▶ _EXERCISE INSTRUCTIONS_
Could you pull out the lines below, unchanged, starting with the line that contains "Task: set one pin on each instance of the lamp stand" and going on through the final line?

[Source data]
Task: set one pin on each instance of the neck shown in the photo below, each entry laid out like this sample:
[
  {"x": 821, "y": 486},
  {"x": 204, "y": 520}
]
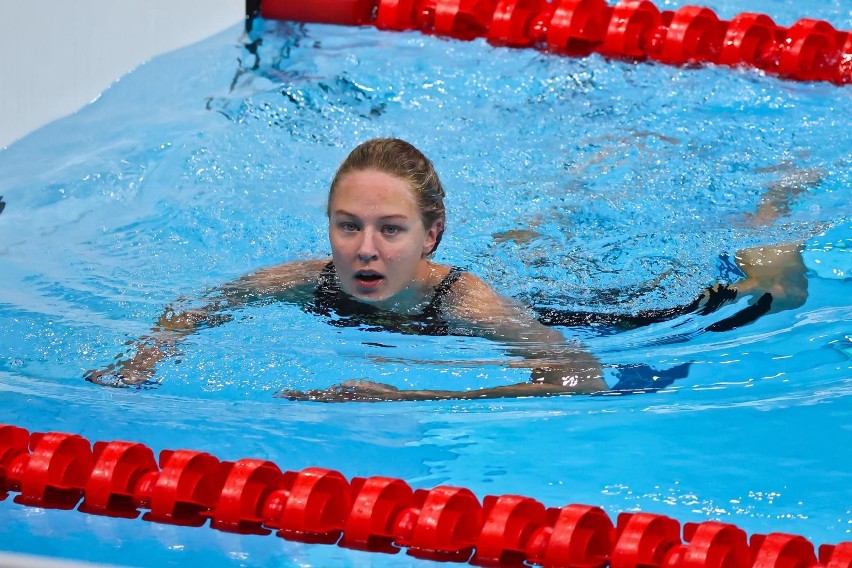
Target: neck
[{"x": 414, "y": 297}]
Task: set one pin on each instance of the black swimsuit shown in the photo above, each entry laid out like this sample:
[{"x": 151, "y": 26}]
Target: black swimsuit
[
  {"x": 707, "y": 303},
  {"x": 344, "y": 311}
]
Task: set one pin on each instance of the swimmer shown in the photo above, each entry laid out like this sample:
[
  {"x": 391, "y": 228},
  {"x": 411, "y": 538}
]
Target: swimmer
[{"x": 386, "y": 219}]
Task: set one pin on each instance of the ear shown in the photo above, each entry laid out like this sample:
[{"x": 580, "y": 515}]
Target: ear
[{"x": 432, "y": 236}]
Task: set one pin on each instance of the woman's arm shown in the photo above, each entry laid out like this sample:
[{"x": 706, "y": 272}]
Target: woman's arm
[
  {"x": 284, "y": 282},
  {"x": 557, "y": 367}
]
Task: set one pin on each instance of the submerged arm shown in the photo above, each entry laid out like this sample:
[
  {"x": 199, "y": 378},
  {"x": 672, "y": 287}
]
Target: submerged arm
[
  {"x": 285, "y": 282},
  {"x": 557, "y": 367}
]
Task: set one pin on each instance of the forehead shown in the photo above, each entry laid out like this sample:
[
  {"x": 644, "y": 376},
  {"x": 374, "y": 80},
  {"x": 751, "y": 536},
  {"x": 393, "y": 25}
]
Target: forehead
[{"x": 371, "y": 190}]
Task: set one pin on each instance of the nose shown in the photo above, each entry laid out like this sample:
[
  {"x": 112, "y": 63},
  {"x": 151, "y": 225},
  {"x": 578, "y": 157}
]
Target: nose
[{"x": 367, "y": 247}]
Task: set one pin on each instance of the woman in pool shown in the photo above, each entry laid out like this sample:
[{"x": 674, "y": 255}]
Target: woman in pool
[{"x": 386, "y": 218}]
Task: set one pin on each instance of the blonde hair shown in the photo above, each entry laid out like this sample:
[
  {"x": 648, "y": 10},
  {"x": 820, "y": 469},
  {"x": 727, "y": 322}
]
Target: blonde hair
[{"x": 400, "y": 159}]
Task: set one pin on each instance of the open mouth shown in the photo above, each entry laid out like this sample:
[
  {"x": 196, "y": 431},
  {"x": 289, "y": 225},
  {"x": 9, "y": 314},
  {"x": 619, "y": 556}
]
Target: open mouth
[{"x": 368, "y": 278}]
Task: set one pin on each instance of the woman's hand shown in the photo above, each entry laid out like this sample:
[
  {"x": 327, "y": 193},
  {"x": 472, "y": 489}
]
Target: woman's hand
[
  {"x": 350, "y": 391},
  {"x": 122, "y": 376},
  {"x": 129, "y": 372}
]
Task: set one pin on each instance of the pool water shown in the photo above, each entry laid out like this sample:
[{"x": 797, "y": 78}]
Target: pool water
[{"x": 579, "y": 183}]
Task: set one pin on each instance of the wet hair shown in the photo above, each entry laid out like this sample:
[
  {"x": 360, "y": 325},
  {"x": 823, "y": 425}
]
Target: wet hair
[{"x": 402, "y": 160}]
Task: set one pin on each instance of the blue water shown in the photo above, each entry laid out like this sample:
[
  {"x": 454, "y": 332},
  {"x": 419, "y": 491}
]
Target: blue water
[{"x": 581, "y": 181}]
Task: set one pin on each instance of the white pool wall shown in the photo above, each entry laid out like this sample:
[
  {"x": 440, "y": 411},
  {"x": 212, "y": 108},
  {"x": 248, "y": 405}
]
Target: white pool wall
[{"x": 57, "y": 56}]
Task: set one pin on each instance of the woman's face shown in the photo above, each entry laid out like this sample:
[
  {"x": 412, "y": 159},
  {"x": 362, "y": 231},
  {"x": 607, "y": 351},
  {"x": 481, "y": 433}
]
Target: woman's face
[{"x": 378, "y": 241}]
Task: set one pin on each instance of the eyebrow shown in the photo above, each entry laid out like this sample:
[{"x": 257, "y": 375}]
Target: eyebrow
[{"x": 348, "y": 214}]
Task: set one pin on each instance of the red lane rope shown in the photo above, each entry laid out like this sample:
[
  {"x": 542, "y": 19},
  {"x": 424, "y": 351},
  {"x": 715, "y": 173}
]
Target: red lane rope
[
  {"x": 809, "y": 50},
  {"x": 376, "y": 514}
]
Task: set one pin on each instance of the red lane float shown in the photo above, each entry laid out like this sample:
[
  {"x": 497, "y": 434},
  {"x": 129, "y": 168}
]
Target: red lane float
[
  {"x": 809, "y": 50},
  {"x": 376, "y": 514}
]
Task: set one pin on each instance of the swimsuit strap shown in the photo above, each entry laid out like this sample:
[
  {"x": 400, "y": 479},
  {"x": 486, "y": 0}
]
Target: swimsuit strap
[{"x": 441, "y": 291}]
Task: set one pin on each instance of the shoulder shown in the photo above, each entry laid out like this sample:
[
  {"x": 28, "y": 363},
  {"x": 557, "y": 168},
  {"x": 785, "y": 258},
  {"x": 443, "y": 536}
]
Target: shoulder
[{"x": 471, "y": 298}]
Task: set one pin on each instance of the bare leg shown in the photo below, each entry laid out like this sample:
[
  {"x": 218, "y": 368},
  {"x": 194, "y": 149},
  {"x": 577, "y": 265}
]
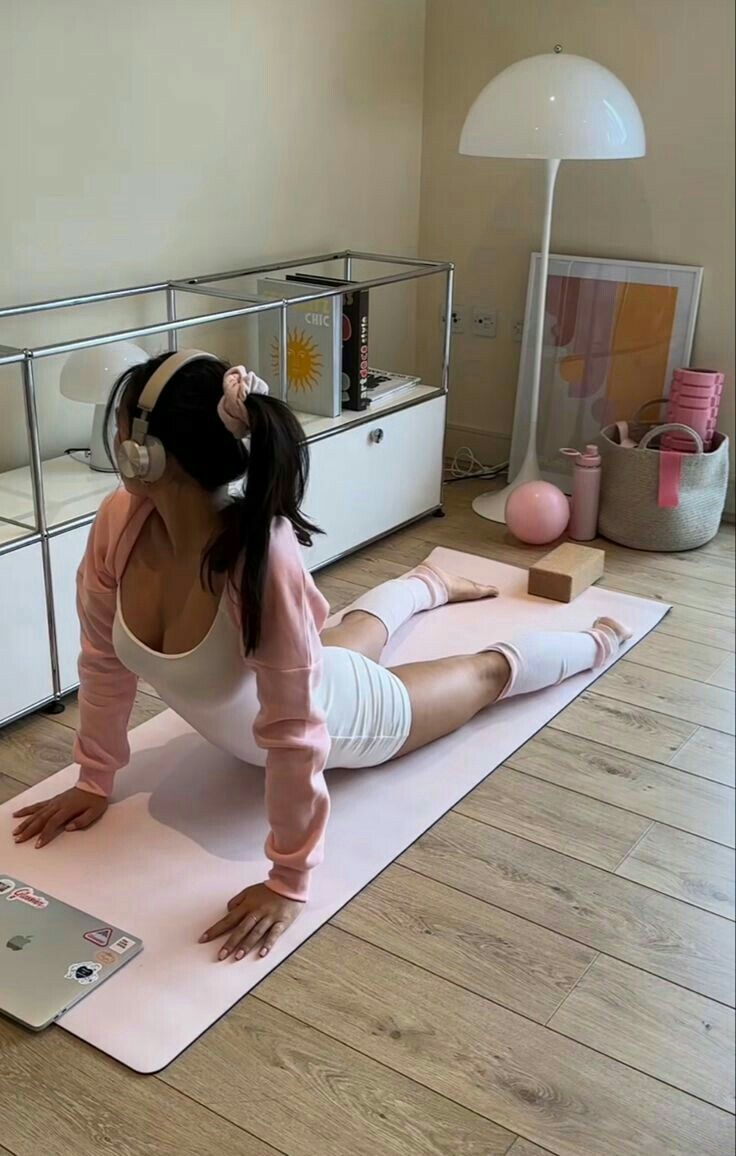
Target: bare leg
[
  {"x": 358, "y": 631},
  {"x": 450, "y": 691},
  {"x": 363, "y": 630}
]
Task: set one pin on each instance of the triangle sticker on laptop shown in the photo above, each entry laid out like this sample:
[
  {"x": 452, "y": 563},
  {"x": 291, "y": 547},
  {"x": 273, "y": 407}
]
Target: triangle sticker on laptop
[{"x": 101, "y": 936}]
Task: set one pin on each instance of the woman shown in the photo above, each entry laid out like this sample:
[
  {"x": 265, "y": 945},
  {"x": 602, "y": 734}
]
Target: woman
[{"x": 207, "y": 599}]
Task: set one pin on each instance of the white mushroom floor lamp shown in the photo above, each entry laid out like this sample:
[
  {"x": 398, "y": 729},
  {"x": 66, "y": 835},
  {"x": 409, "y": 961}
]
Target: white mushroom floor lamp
[{"x": 549, "y": 108}]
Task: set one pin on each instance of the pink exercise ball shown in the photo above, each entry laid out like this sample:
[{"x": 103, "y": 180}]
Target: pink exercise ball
[{"x": 537, "y": 512}]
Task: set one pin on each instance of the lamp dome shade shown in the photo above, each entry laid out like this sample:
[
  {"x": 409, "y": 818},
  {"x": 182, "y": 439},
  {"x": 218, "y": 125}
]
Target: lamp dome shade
[
  {"x": 555, "y": 106},
  {"x": 89, "y": 375}
]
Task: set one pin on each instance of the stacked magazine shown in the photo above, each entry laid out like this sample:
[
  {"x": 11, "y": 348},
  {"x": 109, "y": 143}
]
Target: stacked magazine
[{"x": 327, "y": 364}]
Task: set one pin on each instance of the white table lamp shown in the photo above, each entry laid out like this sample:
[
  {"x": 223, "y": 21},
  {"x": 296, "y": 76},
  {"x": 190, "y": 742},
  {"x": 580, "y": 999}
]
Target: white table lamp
[
  {"x": 549, "y": 108},
  {"x": 89, "y": 375}
]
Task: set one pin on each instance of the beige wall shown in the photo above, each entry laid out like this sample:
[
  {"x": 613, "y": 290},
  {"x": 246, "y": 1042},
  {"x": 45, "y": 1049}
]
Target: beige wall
[
  {"x": 148, "y": 139},
  {"x": 675, "y": 205}
]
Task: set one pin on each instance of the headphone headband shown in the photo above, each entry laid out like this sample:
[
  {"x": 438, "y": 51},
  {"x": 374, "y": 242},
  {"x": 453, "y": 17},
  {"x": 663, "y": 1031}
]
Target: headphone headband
[
  {"x": 140, "y": 456},
  {"x": 156, "y": 383}
]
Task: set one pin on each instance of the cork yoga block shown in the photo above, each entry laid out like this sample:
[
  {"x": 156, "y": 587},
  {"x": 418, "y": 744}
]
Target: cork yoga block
[{"x": 566, "y": 572}]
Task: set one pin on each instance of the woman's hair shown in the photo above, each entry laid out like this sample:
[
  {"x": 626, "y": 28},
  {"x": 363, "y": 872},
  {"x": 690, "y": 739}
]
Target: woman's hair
[{"x": 186, "y": 422}]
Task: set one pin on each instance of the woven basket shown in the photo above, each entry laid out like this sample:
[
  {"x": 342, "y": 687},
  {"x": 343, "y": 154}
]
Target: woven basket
[{"x": 636, "y": 482}]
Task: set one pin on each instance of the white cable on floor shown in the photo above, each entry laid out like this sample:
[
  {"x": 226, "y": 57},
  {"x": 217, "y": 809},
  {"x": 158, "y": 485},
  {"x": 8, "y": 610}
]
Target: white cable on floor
[{"x": 465, "y": 465}]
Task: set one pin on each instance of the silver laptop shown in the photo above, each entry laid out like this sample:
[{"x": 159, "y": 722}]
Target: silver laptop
[{"x": 52, "y": 955}]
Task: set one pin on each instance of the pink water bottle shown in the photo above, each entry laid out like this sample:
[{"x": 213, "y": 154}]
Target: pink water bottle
[{"x": 586, "y": 493}]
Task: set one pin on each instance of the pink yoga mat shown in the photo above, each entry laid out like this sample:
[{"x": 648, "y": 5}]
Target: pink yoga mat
[{"x": 187, "y": 827}]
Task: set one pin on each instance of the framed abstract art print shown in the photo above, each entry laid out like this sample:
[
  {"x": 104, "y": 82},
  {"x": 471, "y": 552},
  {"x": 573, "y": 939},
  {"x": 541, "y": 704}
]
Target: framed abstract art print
[{"x": 614, "y": 333}]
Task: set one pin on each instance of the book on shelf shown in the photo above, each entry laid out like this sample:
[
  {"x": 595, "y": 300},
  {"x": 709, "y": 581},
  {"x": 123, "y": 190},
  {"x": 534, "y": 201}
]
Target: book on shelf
[
  {"x": 355, "y": 338},
  {"x": 383, "y": 384},
  {"x": 313, "y": 353}
]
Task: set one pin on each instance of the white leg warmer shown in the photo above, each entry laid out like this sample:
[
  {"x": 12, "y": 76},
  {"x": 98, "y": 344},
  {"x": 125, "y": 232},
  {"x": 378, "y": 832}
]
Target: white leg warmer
[
  {"x": 394, "y": 602},
  {"x": 545, "y": 658}
]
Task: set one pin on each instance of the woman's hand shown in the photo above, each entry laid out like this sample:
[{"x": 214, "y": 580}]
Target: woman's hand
[
  {"x": 72, "y": 810},
  {"x": 255, "y": 918}
]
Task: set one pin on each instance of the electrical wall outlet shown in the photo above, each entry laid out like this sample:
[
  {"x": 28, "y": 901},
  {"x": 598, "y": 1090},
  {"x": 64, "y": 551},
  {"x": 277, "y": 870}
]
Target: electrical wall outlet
[
  {"x": 458, "y": 319},
  {"x": 484, "y": 321}
]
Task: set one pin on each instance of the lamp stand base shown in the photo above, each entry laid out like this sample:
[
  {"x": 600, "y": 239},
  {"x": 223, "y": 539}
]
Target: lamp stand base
[{"x": 492, "y": 505}]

▶ _FINAL ANSWER_
Task: set one pin on each instance of the lamp stand base shown in the photo above, each entry laid out like this sample:
[
  {"x": 600, "y": 239},
  {"x": 223, "y": 539}
]
Target: lamp stand base
[{"x": 492, "y": 505}]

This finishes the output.